Task to complete: Reproduce the records below line for line, with no changes.

Records provided:
==============================

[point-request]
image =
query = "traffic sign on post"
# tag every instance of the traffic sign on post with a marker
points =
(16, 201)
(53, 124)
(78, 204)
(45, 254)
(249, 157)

==============================

Output of the task:
[point-request]
image =
query = "traffic sign on post"
# tag every instance of the traffic sign on post with a marker
points =
(16, 201)
(53, 124)
(78, 204)
(45, 254)
(249, 157)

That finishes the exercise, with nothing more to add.